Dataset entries
☆ ☆ ☆ ☆ ☆ ☆ ☆
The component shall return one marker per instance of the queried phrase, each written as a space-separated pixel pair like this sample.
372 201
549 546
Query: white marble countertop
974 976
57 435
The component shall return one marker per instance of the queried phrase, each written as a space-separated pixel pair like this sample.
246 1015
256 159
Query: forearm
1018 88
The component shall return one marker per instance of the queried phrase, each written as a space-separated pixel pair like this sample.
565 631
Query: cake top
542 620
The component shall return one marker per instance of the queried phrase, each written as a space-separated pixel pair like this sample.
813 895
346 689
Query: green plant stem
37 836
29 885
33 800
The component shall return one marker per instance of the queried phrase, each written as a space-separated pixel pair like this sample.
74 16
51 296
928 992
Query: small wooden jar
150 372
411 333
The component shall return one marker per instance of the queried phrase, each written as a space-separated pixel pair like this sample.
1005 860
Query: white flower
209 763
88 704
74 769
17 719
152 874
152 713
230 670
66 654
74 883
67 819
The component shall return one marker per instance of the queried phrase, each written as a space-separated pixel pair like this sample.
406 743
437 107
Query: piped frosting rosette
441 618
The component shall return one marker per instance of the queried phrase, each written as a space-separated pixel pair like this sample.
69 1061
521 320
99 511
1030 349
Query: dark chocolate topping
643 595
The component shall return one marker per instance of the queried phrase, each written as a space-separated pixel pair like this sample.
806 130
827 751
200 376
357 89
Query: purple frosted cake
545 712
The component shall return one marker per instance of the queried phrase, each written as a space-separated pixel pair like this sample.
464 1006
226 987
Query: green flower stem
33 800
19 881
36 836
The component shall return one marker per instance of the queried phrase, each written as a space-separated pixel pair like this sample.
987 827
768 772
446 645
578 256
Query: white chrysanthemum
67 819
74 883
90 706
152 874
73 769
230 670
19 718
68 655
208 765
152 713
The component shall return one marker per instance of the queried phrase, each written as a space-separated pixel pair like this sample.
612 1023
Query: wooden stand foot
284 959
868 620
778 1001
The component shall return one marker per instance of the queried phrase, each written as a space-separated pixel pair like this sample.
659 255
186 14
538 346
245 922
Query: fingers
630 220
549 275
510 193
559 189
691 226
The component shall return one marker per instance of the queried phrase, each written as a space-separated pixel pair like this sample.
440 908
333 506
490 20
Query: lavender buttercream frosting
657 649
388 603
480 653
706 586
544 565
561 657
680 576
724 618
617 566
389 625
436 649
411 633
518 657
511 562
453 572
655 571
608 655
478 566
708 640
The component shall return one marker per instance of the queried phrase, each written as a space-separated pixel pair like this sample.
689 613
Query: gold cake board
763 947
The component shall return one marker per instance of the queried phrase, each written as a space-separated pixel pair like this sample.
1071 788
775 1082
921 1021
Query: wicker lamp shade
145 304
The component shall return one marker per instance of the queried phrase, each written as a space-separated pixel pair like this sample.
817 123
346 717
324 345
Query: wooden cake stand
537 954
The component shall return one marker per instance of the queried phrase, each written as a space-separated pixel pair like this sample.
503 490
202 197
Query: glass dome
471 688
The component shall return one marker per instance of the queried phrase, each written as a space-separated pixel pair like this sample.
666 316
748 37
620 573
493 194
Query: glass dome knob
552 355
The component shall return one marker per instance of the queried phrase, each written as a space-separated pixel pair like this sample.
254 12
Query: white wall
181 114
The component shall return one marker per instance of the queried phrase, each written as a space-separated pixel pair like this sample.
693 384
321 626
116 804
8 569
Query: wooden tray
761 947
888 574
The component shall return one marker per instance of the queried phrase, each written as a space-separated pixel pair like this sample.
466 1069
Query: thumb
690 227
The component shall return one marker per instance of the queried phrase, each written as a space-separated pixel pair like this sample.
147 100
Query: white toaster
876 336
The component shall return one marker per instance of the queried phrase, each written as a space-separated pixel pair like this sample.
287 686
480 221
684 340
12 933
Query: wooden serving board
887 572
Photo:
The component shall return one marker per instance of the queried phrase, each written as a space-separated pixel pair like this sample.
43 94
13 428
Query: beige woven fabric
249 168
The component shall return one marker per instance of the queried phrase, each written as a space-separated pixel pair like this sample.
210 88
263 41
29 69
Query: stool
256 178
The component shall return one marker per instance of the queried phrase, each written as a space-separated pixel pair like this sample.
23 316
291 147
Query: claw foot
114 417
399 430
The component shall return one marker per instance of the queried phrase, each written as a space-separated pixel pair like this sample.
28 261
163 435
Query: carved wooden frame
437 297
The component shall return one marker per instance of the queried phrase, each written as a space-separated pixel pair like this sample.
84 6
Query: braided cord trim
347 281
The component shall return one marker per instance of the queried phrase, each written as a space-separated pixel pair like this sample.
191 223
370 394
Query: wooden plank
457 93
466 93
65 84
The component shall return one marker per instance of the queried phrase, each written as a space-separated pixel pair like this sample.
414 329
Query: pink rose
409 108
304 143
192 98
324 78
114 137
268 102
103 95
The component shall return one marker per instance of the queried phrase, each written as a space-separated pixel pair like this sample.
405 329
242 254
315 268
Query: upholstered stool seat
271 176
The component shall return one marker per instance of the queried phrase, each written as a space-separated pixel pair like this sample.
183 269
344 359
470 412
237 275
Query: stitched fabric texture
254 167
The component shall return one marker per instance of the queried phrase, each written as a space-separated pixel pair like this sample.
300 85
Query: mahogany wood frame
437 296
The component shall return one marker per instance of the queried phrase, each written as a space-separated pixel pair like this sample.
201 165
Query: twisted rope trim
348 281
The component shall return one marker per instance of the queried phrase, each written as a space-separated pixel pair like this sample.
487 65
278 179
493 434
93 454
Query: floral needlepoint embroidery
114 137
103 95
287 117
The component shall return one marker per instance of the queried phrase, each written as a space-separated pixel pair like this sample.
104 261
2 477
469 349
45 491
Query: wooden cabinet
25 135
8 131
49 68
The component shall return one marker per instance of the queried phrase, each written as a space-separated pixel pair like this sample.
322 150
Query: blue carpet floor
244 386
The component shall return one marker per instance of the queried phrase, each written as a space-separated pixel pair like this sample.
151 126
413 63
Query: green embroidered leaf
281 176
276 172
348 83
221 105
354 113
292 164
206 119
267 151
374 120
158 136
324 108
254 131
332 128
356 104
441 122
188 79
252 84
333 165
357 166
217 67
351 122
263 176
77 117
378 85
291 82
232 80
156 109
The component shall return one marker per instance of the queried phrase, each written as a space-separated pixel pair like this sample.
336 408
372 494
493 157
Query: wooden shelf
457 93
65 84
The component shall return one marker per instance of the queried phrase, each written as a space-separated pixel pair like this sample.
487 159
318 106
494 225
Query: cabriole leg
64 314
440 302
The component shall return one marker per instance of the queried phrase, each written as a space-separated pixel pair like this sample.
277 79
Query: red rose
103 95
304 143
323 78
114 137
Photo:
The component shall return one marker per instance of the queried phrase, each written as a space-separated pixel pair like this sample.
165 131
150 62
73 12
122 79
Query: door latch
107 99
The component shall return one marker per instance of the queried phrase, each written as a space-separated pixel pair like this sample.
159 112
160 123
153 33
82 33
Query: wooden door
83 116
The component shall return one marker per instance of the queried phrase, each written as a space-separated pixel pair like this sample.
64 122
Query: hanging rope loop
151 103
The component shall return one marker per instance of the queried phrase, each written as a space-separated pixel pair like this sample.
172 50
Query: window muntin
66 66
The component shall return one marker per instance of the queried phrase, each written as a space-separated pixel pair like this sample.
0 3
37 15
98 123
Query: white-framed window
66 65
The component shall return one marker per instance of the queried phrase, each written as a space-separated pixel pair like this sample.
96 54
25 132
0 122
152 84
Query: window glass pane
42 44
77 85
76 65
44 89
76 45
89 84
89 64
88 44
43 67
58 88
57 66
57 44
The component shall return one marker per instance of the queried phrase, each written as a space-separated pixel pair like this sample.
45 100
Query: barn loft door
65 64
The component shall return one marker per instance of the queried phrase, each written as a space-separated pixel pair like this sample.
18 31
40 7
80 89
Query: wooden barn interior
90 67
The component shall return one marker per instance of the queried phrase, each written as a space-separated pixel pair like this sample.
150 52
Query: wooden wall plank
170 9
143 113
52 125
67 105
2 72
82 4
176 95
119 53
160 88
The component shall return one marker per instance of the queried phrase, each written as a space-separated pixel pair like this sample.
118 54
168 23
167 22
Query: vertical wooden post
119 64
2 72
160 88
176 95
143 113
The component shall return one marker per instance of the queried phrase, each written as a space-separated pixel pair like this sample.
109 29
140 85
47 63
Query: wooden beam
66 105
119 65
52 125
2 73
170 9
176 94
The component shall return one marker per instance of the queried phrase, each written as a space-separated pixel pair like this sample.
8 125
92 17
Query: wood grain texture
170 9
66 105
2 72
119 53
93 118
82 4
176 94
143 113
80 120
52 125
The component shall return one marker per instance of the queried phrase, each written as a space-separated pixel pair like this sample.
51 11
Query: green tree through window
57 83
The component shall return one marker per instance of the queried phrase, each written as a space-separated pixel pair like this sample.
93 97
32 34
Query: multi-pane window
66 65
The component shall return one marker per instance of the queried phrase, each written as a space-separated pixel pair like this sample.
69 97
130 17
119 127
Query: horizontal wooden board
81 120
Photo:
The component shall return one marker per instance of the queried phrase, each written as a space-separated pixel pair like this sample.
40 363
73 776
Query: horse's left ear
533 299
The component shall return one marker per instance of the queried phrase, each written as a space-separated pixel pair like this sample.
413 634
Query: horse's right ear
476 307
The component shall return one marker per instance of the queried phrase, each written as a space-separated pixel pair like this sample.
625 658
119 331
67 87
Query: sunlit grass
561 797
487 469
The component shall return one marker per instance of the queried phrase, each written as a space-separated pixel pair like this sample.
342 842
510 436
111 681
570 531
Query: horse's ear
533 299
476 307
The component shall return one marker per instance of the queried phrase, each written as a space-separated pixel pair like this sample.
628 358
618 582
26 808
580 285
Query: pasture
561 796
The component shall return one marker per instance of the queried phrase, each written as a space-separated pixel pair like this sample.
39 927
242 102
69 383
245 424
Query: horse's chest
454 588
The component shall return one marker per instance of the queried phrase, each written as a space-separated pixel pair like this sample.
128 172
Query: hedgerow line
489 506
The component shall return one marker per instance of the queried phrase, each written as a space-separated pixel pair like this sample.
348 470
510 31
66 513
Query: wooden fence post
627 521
☆ ☆ ☆ ☆ ☆ ☆ ☆
> WRITTEN TASK
Return each line in the rows above that contains the string "texture". Case matters.

> CORRECT RESULT
Query: stitched fabric texture
Query: wood grain texture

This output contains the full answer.